### Exercise
A verbatim copy of all the data is required, minus any images.
[[ Extracted information, beginning ]]
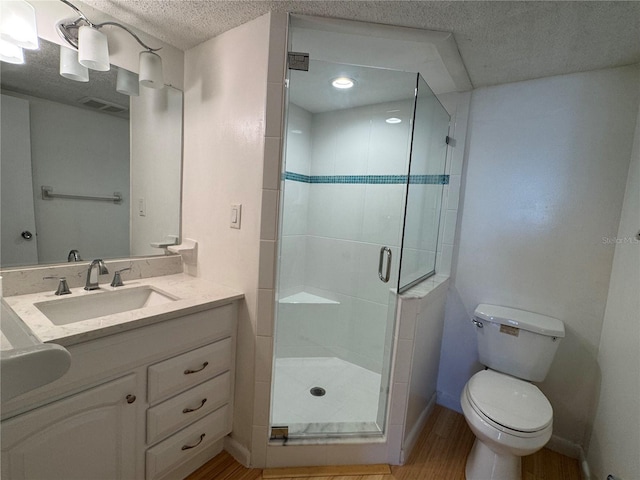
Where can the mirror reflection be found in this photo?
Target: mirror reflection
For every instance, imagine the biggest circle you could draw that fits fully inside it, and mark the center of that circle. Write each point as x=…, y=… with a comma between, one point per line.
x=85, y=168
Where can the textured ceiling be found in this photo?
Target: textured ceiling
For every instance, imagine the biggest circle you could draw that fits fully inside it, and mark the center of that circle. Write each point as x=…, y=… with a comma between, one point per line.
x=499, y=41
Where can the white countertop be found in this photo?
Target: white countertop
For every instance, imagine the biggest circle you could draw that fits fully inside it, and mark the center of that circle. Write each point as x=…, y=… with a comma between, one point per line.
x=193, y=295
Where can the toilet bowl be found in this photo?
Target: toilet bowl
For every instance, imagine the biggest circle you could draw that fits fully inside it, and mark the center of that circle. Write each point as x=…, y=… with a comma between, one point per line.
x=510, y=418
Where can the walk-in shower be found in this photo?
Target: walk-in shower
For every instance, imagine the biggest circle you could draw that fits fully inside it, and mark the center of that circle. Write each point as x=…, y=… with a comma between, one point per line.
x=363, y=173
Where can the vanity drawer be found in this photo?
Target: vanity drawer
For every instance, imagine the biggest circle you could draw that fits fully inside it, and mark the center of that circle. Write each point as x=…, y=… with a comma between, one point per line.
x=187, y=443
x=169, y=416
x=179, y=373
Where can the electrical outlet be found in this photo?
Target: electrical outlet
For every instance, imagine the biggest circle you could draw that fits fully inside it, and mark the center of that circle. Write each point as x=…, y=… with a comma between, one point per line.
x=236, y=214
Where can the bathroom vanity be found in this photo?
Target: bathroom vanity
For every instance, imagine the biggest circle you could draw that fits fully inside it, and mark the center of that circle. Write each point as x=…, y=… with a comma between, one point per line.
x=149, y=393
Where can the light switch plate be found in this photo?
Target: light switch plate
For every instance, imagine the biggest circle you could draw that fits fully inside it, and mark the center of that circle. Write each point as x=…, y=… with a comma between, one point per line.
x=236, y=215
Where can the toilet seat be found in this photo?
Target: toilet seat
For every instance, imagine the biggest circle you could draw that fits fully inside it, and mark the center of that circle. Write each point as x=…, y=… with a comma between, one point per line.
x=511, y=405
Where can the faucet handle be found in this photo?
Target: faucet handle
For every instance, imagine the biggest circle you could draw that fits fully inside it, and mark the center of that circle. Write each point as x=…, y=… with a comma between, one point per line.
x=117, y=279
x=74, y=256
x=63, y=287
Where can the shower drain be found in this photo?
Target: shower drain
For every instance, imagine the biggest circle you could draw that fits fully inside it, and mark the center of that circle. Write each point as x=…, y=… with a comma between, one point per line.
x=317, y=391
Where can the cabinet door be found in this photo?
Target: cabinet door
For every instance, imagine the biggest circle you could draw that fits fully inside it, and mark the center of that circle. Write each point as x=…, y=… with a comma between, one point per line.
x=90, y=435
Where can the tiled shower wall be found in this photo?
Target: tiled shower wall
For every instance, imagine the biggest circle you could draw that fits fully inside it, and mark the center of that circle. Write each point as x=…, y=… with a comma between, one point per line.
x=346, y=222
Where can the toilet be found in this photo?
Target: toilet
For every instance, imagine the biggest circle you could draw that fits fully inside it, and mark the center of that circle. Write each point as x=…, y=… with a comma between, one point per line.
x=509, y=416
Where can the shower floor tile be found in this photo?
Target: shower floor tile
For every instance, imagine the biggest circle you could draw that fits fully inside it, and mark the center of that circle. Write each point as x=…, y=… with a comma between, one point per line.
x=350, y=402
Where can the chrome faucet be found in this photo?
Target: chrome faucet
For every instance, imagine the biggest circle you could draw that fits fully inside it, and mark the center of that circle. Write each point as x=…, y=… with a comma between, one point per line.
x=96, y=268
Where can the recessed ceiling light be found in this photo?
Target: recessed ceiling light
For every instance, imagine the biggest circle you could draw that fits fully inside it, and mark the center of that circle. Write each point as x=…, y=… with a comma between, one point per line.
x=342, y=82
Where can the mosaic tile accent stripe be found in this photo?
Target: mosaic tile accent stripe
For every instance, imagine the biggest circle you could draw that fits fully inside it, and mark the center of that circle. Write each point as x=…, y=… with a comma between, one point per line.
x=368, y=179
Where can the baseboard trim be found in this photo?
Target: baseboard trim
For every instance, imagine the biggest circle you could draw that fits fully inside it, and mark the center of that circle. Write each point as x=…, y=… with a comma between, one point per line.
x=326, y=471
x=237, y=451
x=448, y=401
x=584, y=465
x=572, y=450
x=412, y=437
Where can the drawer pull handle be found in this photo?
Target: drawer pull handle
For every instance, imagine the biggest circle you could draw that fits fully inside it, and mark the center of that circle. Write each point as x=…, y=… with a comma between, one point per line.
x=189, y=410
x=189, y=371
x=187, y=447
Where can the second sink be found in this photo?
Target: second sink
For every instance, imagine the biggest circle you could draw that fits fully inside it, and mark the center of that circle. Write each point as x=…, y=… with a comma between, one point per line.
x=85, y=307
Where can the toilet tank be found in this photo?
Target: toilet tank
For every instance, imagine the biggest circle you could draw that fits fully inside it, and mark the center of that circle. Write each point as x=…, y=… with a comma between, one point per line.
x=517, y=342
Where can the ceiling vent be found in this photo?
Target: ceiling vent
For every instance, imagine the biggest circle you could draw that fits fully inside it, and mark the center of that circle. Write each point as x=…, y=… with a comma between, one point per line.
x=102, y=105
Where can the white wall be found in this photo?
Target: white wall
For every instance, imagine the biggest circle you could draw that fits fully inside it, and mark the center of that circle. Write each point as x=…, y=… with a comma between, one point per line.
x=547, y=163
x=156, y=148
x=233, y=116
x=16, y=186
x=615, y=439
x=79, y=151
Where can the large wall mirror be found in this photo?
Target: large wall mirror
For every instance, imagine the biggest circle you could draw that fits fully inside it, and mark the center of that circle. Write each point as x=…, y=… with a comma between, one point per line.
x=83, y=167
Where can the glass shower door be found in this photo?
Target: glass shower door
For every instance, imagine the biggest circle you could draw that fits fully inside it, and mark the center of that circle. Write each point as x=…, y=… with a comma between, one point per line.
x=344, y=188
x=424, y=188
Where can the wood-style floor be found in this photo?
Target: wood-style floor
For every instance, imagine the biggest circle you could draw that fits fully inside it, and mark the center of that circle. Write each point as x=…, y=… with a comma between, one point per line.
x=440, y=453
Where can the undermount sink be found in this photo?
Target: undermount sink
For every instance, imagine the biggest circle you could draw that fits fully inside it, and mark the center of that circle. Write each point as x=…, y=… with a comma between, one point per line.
[[ Extracted information, end ]]
### Reply to the exercise
Where can the mirror reflection be found in this photo?
Target: mirror reflection
For every instance, imagine the biggest circle you could draw that fits fully inside it, and mark the center of that circle. Write each point as x=…, y=… with a comma between, one point per line.
x=85, y=168
Where can the textured ceiling be found in this photo?
Target: textured ceiling
For every instance, imagine the biggest circle you could draw that fits fully inside it, and mark the center of that circle. Write each point as x=…, y=… with a comma between, one point per line.
x=499, y=41
Where can the white countertop be found in this photo?
Target: white countertop
For every instance, imagine the biggest circle you could draw that fits fully inside it, and mark the center of that circle. Write each point as x=…, y=… with a comma between, one point per line.
x=193, y=295
Where can the toilet bowl be found in this photo?
Target: toilet bowl
For every instance, imagine the biggest circle you could draw that fits fully inside it, and mark the center of that circle. Write each point as x=…, y=… with a comma between, one point per line.
x=510, y=418
Where can the walk-in shower be found in this photo?
Target: walk-in shower
For every instance, imagine the biggest circle you could draw that fits fully inside it, and mark the center of that circle. Write each point as x=…, y=… with a comma between, one point per line.
x=363, y=173
Where can the vanity drawer be found in this photo?
Target: vanity drawer
For every instance, imagine the biggest circle you could draw that fits fully inside it, and mark the center of that circle. Write each point as x=…, y=… with a comma between, one point per line.
x=187, y=443
x=169, y=416
x=179, y=373
Where can the electrical outlet be found in this photo?
Target: electrical outlet
For every instance, imagine the biggest circle you could draw that fits fully inside it, and mark the center of that circle. Write each point as x=…, y=… with a comma between, one point per line.
x=236, y=214
Where can the bathroom vanity be found in this photo?
Target: bathroom vanity
For every instance, imagine the biggest circle you could draw that fits fully inside it, and mark the center of that circle. Write each point as x=…, y=… with a comma between, one point per line.
x=149, y=393
Where can the light switch plate be found in this photo?
Target: light switch plate
For every instance, imagine the biggest circle you could draw that fits fully inside it, and mark the center of that circle. Write each point as x=…, y=… with a comma between, one point per line.
x=236, y=215
Where can the toilet seat be found in this photo?
Target: toilet seat
For every instance, imagine the biggest circle you could draw that fits fully inside it, and mark the center of that circle. Write each point as x=…, y=… with a comma between, one point per line.
x=511, y=405
Where can the faucet handle be found in this photo?
Target: faucet handle
For every instance, imagine the biggest circle you could draw that fits fully inside it, and mark the center of that circle. Write each point as x=…, y=… with a comma between, one point per line.
x=117, y=279
x=74, y=256
x=63, y=287
Where can the shower drain be found in this photo?
Target: shower drain
For every instance, imagine the biggest circle you could draw that fits fully inside it, and mark the center of that circle. Write each point as x=…, y=… with a comma between, one point per line.
x=317, y=391
Where can the cabinet door be found in this photo?
Target: cabinet door
For every instance, imagine the biggest circle you could draw that fits fully inside it, and mark the center of that circle. Write each point as x=…, y=… with a comma between, one point per line.
x=90, y=435
Where can the tiled shower wall be found in this photo?
Target: tiled shower wall
For every instance, imagine the biggest circle you could draw that fits fully inside it, and mark the center of that circle. Write each point as x=…, y=… with a comma between, one point per line.
x=346, y=222
Where can the toilet be found in this photo?
Target: toilet
For every instance, imagine the biggest circle you could draw that fits fully inside it, and mark the center of that circle. Write each point as x=…, y=… with a comma between, one point per line.
x=509, y=416
Where can the shower floor tile be found in this photo?
Target: shower floor tile
For every instance, imagine the biggest circle you could draw that fits fully inside it, and mark the center of that circle. Write each point as x=…, y=… with a comma between, one point per line.
x=350, y=402
Where can the chrome faucet be found in this photo?
Target: chrome faucet
For every instance, imagine the biggest circle you could draw that fits fully inside it, and mark the center of that circle. Write each point as x=…, y=… with a comma between, one point per line.
x=96, y=268
Where can the recessed ceiling light be found in this photo?
Target: recessed ceiling light
For every instance, imagine the biggest circle you could draw that fits fully inside it, and mark the center of that circle. Write each point as x=…, y=… with a comma between, one point per line.
x=342, y=82
Where can the mosaic tile accent stripe be found in this photo?
Target: mosaic tile accent stripe
For every instance, imagine the biggest circle you could draw that fits fully inside it, and mark the center of that circle. Write each point as x=…, y=… with a comma between, one point per line.
x=368, y=179
Where can the baseboard trim be found in this photo?
Target: baseboard trim
For every instance, imagine the biggest circle you could draw that fits fully inside it, and mark the center of that circle. Write each point as x=…, y=… with a comma between, one point per line.
x=326, y=471
x=237, y=451
x=448, y=401
x=584, y=465
x=572, y=450
x=412, y=437
Where can the drawer pull handle be found in this photo?
Target: drawer pull handle
For every instance, imagine the biggest circle you could draw that fits fully inside it, and mark the center of that circle. Write each point as x=…, y=… with a comma between, one point per line.
x=189, y=410
x=189, y=371
x=187, y=447
Where can the second sink be found in this photo?
Target: second sink
For every instance, imagine the biggest circle you could draw that fits fully inside it, and mark the center of that circle. Write each point as x=…, y=… with a comma between, one point per line.
x=85, y=307
Where can the toilet tank be found in this photo?
Target: toilet tank
For every instance, imagine the biggest circle you could draw that fits fully inside it, and mark the center of that circle. Write each point as x=…, y=… with a comma between, one point per line.
x=517, y=342
Where can the ceiling vent be found in this photo?
Target: ceiling vent
For every instance, imagine the biggest circle you could draw that fits fully inside it, and mark the center of that circle. Write each point as x=…, y=… with a comma between, one point per line.
x=102, y=105
Where can the white wall be found in this photo?
Target: white wall
For every instance, imagine the biggest circle you could draw that fits fully inside it, and mark the center of that circle. Write each point as x=…, y=… with a comma between, one point per line.
x=547, y=163
x=156, y=148
x=233, y=116
x=16, y=186
x=615, y=439
x=79, y=151
Where can the large wall mirror be found in this photo?
Target: large wall mirror
For every instance, imagine the biggest circle you could draw that fits fully inside it, and mark the center of that circle. Write each point as x=…, y=… with a comma between, one point per line.
x=83, y=167
Where can the glass shower door be found in this photo?
Target: glass shower door
For every instance, imagine the biggest circle you could draw that fits fully inside it, and mark the center of that circle. Write each point as x=…, y=… with a comma between, one point per line.
x=344, y=188
x=424, y=188
Where can the wood-style floor be found in this photo?
Target: wood-style floor
For every instance, imagine the biggest circle you could draw that fits fully inside it, and mark the center of that circle. Write each point as x=…, y=… with a comma between, one point per line.
x=440, y=453
Where can the undermount sink be found in this photo?
Target: undermount sink
For every instance, imagine the biggest circle you could draw that fits fully inside it, and mark the center of that circle. Write each point as x=…, y=… with a comma between, one point per line.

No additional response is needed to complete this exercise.